**Stored data entries:**
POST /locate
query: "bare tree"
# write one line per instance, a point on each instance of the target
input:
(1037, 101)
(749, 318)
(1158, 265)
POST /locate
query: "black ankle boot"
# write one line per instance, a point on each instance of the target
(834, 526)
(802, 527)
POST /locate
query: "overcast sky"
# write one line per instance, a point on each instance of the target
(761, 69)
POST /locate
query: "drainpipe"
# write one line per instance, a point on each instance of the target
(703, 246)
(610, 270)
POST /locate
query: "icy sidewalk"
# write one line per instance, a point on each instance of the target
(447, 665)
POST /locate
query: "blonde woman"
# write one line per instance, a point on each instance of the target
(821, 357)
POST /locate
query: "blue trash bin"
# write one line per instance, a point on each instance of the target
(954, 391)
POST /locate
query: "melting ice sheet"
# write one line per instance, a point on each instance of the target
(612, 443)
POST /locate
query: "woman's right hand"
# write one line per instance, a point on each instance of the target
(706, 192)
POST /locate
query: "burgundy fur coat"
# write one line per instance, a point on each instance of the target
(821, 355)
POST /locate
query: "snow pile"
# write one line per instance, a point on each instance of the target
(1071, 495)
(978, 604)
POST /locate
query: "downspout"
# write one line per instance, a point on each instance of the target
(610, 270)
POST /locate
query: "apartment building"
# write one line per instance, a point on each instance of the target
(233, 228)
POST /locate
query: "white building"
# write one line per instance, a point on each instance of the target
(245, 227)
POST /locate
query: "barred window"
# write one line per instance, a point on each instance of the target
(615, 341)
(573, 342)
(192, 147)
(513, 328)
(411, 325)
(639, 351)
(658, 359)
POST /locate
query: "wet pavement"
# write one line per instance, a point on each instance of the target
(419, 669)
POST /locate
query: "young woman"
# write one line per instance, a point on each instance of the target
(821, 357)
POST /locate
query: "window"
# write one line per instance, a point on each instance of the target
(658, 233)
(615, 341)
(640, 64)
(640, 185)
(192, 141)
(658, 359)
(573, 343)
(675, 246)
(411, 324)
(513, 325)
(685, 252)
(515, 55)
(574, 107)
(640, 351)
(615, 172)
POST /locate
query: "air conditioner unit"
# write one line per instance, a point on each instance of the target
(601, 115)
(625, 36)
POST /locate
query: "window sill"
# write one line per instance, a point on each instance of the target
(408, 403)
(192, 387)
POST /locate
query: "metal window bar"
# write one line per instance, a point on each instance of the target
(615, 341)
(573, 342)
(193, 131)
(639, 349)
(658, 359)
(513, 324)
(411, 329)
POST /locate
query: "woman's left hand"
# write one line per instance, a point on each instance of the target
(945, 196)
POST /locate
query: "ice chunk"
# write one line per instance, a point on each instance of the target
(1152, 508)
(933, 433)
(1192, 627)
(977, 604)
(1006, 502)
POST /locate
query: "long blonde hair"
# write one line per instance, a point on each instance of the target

**WHAT YOU ARE ASKED TO DO:** For each line above that has the word "hand", add one to a tally, and report the final tally alone.

**OUTPUT OF THE EXERCISE:** 2